## SUPPLIED DATA
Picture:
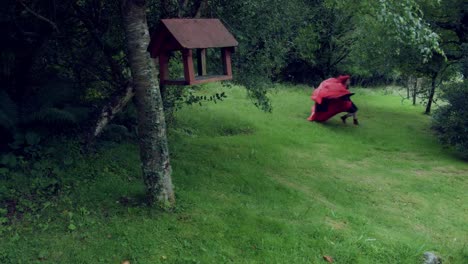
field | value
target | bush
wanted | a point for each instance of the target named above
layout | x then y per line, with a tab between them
451	121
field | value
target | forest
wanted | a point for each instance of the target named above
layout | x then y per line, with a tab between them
92	145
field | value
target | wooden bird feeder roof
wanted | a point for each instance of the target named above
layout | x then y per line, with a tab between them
178	34
185	35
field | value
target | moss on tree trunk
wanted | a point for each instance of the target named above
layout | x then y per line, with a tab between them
154	150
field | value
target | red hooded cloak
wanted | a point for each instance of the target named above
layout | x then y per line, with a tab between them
331	98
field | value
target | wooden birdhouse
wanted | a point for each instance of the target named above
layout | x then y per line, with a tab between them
188	35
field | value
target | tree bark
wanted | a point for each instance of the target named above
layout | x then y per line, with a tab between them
431	94
110	110
154	150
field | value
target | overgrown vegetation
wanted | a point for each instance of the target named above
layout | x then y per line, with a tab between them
451	120
272	187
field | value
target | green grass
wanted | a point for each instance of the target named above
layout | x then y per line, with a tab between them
255	187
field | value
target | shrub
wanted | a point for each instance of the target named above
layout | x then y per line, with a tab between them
450	121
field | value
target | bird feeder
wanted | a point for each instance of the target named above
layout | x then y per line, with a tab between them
187	35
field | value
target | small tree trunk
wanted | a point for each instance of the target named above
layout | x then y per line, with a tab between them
110	110
431	94
410	78
154	151
415	89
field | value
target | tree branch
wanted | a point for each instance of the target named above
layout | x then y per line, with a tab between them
48	21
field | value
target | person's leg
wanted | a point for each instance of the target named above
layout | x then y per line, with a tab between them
354	115
355	118
343	118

## EXERCISE DETAILS
Pictures are to be omitted; otherwise, write out the data exactly as it appears.

## RESPONSE
Picture:
field | value
target | bush
wanted | a point for each instance of the target named above
layout | x then y per line, with a tab between them
451	121
field | value
target | forest
wanted | a point for each instance of the target named above
layout | x then y per line, with a tab between them
92	145
field | value
target | wooden bird feeder roof
wanted | a point for each instance of the target named above
layout | x then y per line, with a tab between them
178	34
185	35
field | value
target | moss on tree trunk
wanted | a point for each instance of the target named above
layout | x then y per line, with a tab between them
154	150
field | value
target | red hooded cloak
wanted | a point for each instance of the target named above
layout | x then y per line, with a tab between them
331	98
field | value
target | wooden birdhouse
wanted | a point for each instance of the target named above
layout | x then y per line, with a tab between them
188	35
field | value
target | tree bark
wanted | a point for each instance of the target named above
layout | x then y per line, with a tab between them
431	94
110	110
154	150
field | value
target | overgrown vegetation
wanted | a point for each instance of the target named above
layout | x then y per line, with a tab between them
451	120
272	187
field | value
target | green grass
wanted | a point for each instance of the target named above
layout | x then y per line, with a tab between them
255	187
field | value
target | shrub
wanted | a point for each instance of the target named above
layout | x then y per line, with a tab between them
450	121
field | value
target | bird feeder
wanted | a point for each instance of the target named above
layout | x then y per line, with a tab between them
187	35
field | value
target | small tree trunk
wanted | a point for each instance of the target named above
layout | x then y per line, with a tab between them
110	110
431	94
410	78
154	151
415	89
field | value
target | tree branch
wanted | a point for each instance of the target named above
layout | x then y per line, with a tab between them
48	21
field | value
target | person's leg
wanted | a point for each instance of the target named above
layout | x then y per line, with a tab between them
354	115
355	118
343	118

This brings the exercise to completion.